DATASET RECORDS ::
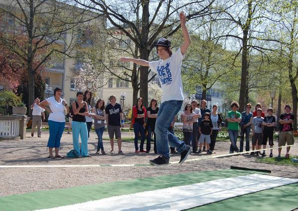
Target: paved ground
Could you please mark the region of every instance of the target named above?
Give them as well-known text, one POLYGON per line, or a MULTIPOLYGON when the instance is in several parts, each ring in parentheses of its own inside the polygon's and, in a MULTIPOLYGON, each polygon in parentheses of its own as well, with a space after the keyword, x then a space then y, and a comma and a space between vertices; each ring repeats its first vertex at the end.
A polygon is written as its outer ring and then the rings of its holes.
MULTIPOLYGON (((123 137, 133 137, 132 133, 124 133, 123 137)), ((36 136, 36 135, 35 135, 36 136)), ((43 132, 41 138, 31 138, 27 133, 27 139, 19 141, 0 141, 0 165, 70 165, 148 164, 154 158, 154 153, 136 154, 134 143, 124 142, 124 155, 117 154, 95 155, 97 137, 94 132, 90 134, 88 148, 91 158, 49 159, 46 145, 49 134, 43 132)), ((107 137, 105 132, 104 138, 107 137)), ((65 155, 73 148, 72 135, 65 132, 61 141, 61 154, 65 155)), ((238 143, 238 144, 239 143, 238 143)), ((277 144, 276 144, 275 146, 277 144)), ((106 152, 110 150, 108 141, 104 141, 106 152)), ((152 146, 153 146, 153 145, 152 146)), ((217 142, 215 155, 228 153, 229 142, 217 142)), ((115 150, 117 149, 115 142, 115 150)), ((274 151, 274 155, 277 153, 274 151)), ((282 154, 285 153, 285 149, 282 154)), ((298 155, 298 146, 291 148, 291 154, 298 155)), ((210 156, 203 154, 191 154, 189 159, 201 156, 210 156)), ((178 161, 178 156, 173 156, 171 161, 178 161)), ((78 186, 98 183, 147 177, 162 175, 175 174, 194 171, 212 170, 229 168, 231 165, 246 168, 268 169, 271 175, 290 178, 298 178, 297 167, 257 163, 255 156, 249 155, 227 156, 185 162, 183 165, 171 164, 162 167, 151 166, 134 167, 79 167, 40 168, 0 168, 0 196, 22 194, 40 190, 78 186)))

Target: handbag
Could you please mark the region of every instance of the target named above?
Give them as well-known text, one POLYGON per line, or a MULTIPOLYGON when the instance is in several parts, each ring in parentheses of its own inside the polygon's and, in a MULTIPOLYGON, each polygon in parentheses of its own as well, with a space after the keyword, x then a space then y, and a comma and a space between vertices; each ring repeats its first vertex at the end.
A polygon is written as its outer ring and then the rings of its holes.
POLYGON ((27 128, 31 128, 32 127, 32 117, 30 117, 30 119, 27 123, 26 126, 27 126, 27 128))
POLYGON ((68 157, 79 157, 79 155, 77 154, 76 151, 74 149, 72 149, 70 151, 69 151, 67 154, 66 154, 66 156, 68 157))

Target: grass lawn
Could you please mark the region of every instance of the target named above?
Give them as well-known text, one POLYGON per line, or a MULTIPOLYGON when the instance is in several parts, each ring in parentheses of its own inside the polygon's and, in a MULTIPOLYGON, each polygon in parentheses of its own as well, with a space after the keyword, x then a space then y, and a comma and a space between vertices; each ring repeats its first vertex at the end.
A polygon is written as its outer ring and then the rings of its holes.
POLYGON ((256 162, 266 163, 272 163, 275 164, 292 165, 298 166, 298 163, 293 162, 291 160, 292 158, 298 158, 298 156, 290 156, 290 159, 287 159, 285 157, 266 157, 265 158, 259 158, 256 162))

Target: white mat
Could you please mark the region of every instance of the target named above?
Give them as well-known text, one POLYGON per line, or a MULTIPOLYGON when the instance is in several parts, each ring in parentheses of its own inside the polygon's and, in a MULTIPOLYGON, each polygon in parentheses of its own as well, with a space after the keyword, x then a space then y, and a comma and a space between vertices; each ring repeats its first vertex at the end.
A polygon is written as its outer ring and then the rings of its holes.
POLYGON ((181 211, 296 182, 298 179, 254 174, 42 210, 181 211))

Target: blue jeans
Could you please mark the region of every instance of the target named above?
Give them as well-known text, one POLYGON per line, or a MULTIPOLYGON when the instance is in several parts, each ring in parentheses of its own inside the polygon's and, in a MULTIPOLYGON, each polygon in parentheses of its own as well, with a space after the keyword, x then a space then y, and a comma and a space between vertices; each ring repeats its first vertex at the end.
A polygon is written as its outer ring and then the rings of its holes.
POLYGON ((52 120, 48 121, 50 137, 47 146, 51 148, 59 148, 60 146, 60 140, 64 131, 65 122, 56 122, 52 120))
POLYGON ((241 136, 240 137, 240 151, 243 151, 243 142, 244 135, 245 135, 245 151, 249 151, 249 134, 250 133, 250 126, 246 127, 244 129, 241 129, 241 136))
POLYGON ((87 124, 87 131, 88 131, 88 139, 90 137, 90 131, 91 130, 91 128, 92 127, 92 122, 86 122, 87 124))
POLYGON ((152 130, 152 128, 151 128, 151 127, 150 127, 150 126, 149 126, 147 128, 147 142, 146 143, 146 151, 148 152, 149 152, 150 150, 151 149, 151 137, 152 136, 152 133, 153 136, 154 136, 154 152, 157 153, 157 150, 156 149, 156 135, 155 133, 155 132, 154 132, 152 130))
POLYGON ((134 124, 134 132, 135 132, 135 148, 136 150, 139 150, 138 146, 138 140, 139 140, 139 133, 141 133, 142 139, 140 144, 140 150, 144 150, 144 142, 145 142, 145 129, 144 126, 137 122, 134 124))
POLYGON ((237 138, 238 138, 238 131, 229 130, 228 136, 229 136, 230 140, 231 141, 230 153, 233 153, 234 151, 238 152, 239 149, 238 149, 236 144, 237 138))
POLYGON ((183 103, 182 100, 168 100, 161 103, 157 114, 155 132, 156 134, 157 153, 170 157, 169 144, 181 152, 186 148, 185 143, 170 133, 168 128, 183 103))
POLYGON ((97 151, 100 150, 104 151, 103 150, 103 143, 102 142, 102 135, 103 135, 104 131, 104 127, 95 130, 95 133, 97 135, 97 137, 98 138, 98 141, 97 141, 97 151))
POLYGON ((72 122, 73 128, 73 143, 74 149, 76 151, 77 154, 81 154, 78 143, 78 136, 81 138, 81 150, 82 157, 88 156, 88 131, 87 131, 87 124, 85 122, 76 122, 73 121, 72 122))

SET EXERCISE :: Rewrite all the items above with "handbag" changed to "purse" and everything else left as it is, leaving out the pictures.

RESULT FOR THIS TASK ::
Target: paved ground
Could you please mark the region of every instance of the target named above?
Give them as well-known text, one POLYGON per line, or a MULTIPOLYGON when the instance is in several parts, each ring in parentheses of its own inside the polygon's and, in a MULTIPOLYGON, each polygon in parentheses of its own as well, with a space after the keyword, x then a space then y, and a comma and a space between vertices; each ring repeats its first vertex at the end.
A polygon is written as its outer ring and then the rings of its holes.
MULTIPOLYGON (((123 137, 133 137, 132 133, 124 133, 123 137)), ((36 136, 36 135, 35 135, 36 136)), ((43 132, 41 138, 31 138, 27 133, 27 139, 19 141, 0 141, 0 165, 70 165, 148 164, 154 158, 154 153, 136 154, 134 143, 124 142, 124 155, 117 154, 95 155, 97 137, 94 132, 90 134, 88 148, 91 158, 49 159, 46 145, 49 134, 43 132)), ((107 137, 105 132, 104 138, 107 137)), ((65 155, 73 148, 72 135, 65 132, 61 141, 61 154, 65 155)), ((238 143, 238 144, 239 143, 238 143)), ((277 144, 276 144, 275 146, 277 144)), ((106 152, 110 150, 108 141, 104 141, 106 152)), ((152 146, 153 146, 153 145, 152 146)), ((217 142, 215 155, 228 153, 229 142, 217 142)), ((115 150, 117 149, 115 142, 115 150)), ((274 151, 274 155, 277 153, 274 151)), ((282 154, 285 153, 285 149, 282 154)), ((298 155, 298 146, 291 148, 291 154, 298 155)), ((210 156, 203 154, 191 154, 189 159, 201 156, 210 156)), ((178 161, 178 156, 173 156, 171 161, 178 161)), ((78 186, 98 183, 147 177, 162 175, 175 174, 194 171, 212 170, 229 168, 231 165, 246 168, 268 169, 271 175, 290 178, 298 178, 297 167, 257 163, 255 156, 249 155, 227 156, 185 162, 183 165, 171 164, 162 167, 151 166, 134 167, 79 167, 40 168, 0 168, 0 196, 22 194, 40 190, 78 186)))

Target: purse
Could you please mark the region of every instance of the target named above?
Give them as well-known text, one POLYGON per line, or a MULTIPOLYGON when the instance is in several parts, each ring in parentheses of its own inside the polygon's and, in a MULTIPOLYGON, each polygon in parentheses of its own as well, with a space after the keyword, x then a space then y, and a comma and a space between vertices; each ring repeats its first vertex at the end.
A polygon is written as its outer ring and then the rings of its holes.
POLYGON ((27 128, 31 128, 32 127, 32 117, 30 117, 30 119, 27 123, 26 126, 27 126, 27 128))
POLYGON ((68 157, 79 157, 79 155, 77 154, 76 151, 74 149, 72 149, 70 151, 69 151, 67 154, 66 154, 66 156, 68 157))

Target: grass lawn
Could you please mark the region of every instance of the target named above?
Give them as well-known text, one POLYGON per line, or a MULTIPOLYGON when the instance is in several parts, each ring in parentheses of its own inside the polygon's and, in a MULTIPOLYGON, each polygon in parentheses of its own as well, with a space after the keyword, x then a space then y, and a comma and a space between vertices; each ring repeats its first vertex at the end.
A polygon is written as its outer ring and then the rings of its holes.
POLYGON ((256 162, 266 163, 272 163, 275 164, 292 165, 298 166, 298 163, 293 162, 291 160, 292 158, 298 158, 298 156, 290 156, 290 159, 287 159, 285 157, 266 157, 265 158, 259 158, 256 162))

Target: white mat
Could you please mark the region of every instance of the target named above?
Give them as well-known text, one POLYGON per line, or a MULTIPOLYGON when the instance is in several parts, each ring in parentheses of its own inside the polygon's and, in a MULTIPOLYGON, each polygon in parentheses of its own as well, with a space after the keyword, x then a space then y, and a comma and a space between vertices; each ring repeats its first vertex at the end.
A polygon is written as its outer ring and then the rings of its holes.
POLYGON ((181 211, 296 182, 298 179, 254 174, 42 210, 181 211))

Target: blue jeans
Could you please mark the region of every instance of the target named above?
Give them as well-known text, one POLYGON per line, or a MULTIPOLYGON when the instance is in several parts, each ring in parentheses of its own inside the polygon's and, in a MULTIPOLYGON, each polygon in parentheses of its own as well, with a space after the keyword, x then a space then y, and a comma and a space between vertices; each ring repeats its first vertex at the end.
A polygon is written as its outer ring and then the rings of its holes.
POLYGON ((52 120, 48 121, 50 137, 47 146, 51 148, 59 148, 60 146, 60 140, 64 131, 65 122, 56 122, 52 120))
POLYGON ((241 136, 240 137, 240 151, 243 151, 243 142, 244 135, 245 135, 245 151, 249 151, 249 134, 250 133, 250 126, 246 127, 244 129, 241 129, 241 136))
POLYGON ((87 124, 87 131, 88 131, 88 139, 90 137, 90 131, 91 130, 91 128, 92 127, 92 122, 86 122, 87 124))
POLYGON ((152 130, 152 128, 151 128, 151 127, 150 127, 150 126, 149 126, 147 128, 147 142, 146 143, 146 151, 148 152, 149 152, 150 150, 151 149, 151 137, 152 136, 152 133, 153 136, 154 136, 154 152, 157 153, 157 150, 156 149, 156 135, 155 133, 155 132, 154 132, 152 130))
POLYGON ((134 124, 134 132, 135 132, 135 148, 136 150, 139 150, 138 146, 138 140, 139 140, 139 133, 141 133, 142 139, 140 144, 140 150, 144 150, 144 142, 145 142, 145 129, 144 126, 137 122, 134 124))
POLYGON ((237 138, 238 138, 238 131, 229 130, 228 136, 229 136, 230 140, 231 141, 230 153, 233 153, 234 151, 238 152, 239 149, 238 149, 236 144, 237 138))
POLYGON ((183 103, 182 100, 168 100, 161 103, 157 114, 155 132, 156 134, 157 153, 170 157, 169 144, 181 152, 186 148, 185 143, 170 133, 168 128, 183 103))
POLYGON ((97 151, 100 150, 104 151, 103 150, 103 143, 102 142, 102 135, 103 135, 104 131, 104 127, 95 130, 95 133, 97 135, 97 137, 98 138, 98 141, 97 141, 97 151))
POLYGON ((72 122, 73 128, 73 143, 74 149, 76 151, 77 154, 81 154, 78 143, 78 136, 81 138, 81 150, 82 157, 88 156, 88 131, 87 131, 87 124, 85 122, 76 122, 73 121, 72 122))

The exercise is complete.